• **FONTE**
◇ ◇ ◇ ◇

E-commerce: attenzione alle normative estere
Come è (o dovrebbe essere) noto, in Italia il commercio elettronico è regolamentato da una dettagliata normativa – contenuta principalmente nel D.lgs. n. 70/2003 e nel Codice del Consumo – allo scopo di assicurare trasparenza ed informazione all’acquirente – che a causa delle peculiarità dell’e-commerce non può avere una conoscenza diretta né un contatto immediato con il venditore – e di rendere affidabili e sicure le transazioni on line. A tale normativa devono conformarsi tutte le imprese che operano nell’e-commerce, le quali in difetto rischiano sanzioni anche pesanti, irrogate dall’Autorità garante per la concorrenza e il mercato (AGCM).

◇ ◇ ◇ ◇

• **COMPITO BREVE**
Elenca tutte le fonti normative e le autorità che il testo sul commercio elettronico nomina.

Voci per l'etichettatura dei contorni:
◇ ◇ ◇ ◇

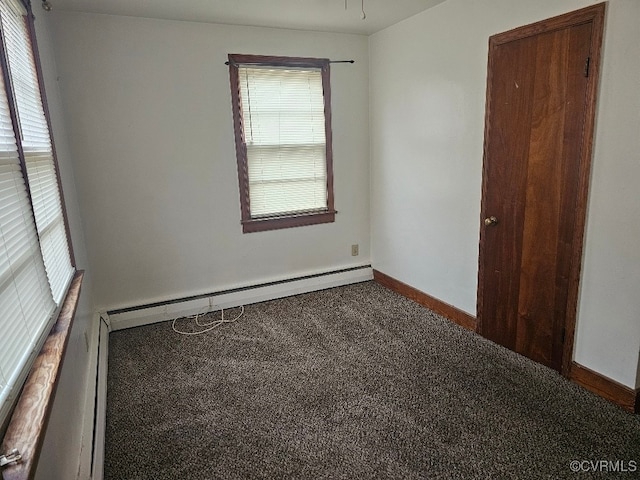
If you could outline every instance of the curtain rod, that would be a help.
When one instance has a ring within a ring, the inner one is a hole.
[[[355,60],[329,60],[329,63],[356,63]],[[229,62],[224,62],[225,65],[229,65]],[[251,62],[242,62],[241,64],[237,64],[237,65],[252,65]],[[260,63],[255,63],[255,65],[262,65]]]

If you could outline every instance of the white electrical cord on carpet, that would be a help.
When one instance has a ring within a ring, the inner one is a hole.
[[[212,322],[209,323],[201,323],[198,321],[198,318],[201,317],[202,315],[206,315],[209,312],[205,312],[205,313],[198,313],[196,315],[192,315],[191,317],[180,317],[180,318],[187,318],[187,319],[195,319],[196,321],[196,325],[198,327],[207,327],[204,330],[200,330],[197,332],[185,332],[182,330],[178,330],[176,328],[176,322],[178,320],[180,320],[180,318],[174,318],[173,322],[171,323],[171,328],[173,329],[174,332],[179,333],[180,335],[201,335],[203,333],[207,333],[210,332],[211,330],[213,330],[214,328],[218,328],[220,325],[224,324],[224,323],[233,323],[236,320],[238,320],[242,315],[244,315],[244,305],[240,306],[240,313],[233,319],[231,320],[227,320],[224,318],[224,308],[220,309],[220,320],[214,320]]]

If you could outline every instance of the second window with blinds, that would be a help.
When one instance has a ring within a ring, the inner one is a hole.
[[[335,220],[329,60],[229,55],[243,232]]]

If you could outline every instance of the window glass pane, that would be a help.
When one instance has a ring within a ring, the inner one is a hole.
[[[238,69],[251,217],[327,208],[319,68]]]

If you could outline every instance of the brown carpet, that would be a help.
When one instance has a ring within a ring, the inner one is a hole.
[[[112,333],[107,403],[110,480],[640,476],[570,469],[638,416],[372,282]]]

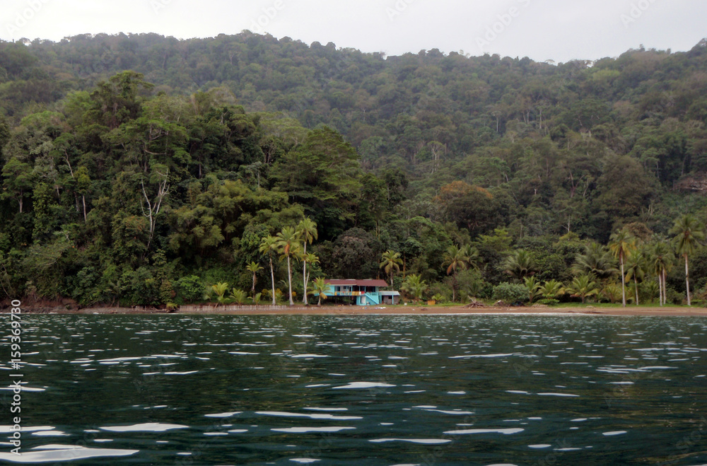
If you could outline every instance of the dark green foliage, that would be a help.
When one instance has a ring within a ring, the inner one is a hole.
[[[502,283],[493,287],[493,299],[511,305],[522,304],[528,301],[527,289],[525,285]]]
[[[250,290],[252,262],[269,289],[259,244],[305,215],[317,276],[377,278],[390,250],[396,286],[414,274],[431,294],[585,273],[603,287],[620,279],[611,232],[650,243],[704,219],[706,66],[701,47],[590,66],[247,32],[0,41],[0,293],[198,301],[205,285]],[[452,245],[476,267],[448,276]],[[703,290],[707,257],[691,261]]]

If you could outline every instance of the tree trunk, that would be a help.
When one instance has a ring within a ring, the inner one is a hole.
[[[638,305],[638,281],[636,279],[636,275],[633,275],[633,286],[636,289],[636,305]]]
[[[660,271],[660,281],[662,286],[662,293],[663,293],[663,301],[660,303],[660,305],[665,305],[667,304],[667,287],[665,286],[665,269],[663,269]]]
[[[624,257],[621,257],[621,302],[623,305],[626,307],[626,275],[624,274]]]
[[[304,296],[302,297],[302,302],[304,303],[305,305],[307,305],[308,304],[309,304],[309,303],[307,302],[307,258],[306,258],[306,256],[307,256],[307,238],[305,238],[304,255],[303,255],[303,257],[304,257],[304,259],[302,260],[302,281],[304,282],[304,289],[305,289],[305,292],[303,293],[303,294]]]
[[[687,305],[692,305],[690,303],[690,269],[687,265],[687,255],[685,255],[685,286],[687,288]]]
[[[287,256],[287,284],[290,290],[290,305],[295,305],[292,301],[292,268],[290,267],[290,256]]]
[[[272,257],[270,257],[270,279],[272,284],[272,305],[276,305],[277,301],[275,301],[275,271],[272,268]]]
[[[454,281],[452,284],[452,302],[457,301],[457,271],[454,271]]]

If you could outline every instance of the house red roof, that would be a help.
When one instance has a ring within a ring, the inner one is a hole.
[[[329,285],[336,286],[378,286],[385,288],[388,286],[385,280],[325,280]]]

◇ ◇ ◇ ◇

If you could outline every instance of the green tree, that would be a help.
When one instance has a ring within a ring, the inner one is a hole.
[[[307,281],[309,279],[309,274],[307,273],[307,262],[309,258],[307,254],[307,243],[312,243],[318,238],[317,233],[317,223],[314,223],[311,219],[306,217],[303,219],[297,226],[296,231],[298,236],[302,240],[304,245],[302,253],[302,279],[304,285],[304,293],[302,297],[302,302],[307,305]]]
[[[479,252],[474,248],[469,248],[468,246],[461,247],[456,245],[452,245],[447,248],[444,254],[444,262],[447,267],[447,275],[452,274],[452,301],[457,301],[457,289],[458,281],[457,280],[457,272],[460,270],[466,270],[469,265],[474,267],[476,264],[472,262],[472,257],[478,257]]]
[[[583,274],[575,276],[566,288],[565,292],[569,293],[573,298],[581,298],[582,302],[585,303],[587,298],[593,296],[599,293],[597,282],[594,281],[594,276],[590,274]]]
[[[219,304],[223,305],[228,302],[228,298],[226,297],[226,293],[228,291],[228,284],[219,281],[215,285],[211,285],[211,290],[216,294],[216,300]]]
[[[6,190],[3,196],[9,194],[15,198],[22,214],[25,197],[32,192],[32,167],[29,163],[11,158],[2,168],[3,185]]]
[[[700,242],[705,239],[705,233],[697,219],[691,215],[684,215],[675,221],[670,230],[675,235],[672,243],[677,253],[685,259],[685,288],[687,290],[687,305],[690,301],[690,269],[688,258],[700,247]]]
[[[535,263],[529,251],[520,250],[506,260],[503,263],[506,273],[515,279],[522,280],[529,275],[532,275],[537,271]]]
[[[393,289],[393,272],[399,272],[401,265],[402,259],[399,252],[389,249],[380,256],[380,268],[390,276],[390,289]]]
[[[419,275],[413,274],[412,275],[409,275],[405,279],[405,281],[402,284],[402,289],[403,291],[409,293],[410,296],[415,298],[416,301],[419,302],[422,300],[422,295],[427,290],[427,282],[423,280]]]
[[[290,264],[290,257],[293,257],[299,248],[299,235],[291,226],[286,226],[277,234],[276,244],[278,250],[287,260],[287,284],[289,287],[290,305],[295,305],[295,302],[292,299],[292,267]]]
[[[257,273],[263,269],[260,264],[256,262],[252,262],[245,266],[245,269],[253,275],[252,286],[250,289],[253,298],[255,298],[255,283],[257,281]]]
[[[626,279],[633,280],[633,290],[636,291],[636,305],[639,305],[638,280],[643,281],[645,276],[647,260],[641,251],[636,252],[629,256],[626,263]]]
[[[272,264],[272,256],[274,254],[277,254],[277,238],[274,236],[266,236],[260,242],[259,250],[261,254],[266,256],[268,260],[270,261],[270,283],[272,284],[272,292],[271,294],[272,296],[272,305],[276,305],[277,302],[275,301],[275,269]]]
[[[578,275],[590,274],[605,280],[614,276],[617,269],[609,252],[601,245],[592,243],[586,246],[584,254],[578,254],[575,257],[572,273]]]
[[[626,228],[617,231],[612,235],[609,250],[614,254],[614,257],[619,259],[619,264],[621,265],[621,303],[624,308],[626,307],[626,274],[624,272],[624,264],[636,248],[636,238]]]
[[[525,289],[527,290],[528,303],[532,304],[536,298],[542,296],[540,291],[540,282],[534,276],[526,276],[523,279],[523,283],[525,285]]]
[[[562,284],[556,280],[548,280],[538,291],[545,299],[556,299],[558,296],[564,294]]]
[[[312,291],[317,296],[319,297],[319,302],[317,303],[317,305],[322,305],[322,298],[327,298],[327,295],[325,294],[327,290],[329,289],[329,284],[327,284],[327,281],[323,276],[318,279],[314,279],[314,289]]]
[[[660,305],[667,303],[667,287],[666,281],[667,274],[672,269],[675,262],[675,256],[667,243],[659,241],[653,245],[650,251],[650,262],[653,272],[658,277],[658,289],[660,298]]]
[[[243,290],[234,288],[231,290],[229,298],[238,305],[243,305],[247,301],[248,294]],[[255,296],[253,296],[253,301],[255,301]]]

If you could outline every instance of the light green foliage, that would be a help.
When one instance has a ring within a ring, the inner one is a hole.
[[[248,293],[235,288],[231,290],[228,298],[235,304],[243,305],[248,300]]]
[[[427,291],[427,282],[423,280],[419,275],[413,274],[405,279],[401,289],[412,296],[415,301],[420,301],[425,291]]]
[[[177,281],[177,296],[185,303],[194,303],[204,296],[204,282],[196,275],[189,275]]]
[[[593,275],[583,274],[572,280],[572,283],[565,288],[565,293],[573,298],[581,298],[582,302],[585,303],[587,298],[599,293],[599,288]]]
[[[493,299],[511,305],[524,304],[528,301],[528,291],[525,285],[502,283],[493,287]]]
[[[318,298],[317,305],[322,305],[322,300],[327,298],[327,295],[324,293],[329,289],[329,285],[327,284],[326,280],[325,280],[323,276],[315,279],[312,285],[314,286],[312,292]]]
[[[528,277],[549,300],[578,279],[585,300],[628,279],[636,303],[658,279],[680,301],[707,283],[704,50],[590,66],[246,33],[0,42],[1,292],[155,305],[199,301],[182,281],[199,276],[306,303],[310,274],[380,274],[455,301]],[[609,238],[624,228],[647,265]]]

◇ ◇ ◇ ◇

• **RISULTATO ATTESO**
- D.lgs. n. 70/2003
- Codice del Consumo
- Autorità garante per la concorrenza e il mercato (AGCM)